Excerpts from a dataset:
Start of Block

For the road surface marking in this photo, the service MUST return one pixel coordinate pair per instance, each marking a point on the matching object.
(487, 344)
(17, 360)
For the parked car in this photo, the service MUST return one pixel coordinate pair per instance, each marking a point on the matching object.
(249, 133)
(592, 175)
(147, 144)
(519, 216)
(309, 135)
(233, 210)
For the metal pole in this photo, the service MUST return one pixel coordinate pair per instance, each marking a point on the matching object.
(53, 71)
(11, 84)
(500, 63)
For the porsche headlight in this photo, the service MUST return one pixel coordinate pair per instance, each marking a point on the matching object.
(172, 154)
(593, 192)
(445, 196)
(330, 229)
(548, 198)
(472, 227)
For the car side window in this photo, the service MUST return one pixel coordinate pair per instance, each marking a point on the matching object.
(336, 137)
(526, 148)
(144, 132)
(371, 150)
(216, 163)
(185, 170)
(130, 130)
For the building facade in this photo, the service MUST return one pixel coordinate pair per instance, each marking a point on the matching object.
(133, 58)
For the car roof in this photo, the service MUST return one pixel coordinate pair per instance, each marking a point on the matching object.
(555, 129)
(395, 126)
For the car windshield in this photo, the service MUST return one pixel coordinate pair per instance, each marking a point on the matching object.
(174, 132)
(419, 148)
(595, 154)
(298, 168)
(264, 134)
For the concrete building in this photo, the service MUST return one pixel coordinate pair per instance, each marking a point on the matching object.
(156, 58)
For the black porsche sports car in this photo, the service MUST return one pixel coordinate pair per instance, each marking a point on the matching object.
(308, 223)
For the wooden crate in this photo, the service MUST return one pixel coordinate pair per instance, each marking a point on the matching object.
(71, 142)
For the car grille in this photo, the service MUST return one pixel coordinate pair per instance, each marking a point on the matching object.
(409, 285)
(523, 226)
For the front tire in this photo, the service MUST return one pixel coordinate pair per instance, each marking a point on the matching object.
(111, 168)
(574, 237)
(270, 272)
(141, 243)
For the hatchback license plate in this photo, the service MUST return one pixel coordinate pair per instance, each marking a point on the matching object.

End of Block

WHAT YOU NEED TO DO =>
Restate, word for word, the final stretch of the entries above: the line containing "For the car grille" and every line after it, up to and including the last.

EXERCISE ANSWER =>
For the car grille in this photo, the service MUST return one pixel coordinate pair per instance, each marking a point on the matching object.
(409, 285)
(523, 226)
For the front tire in this photo, the service MUST return one pixel coordinate pair per instance, each marking a point on the matching object.
(111, 168)
(574, 237)
(270, 272)
(141, 243)
For the hatchback license plate in this photo, the service MUST return one pixel coordinate pair per instance, each marking a point on the matching object.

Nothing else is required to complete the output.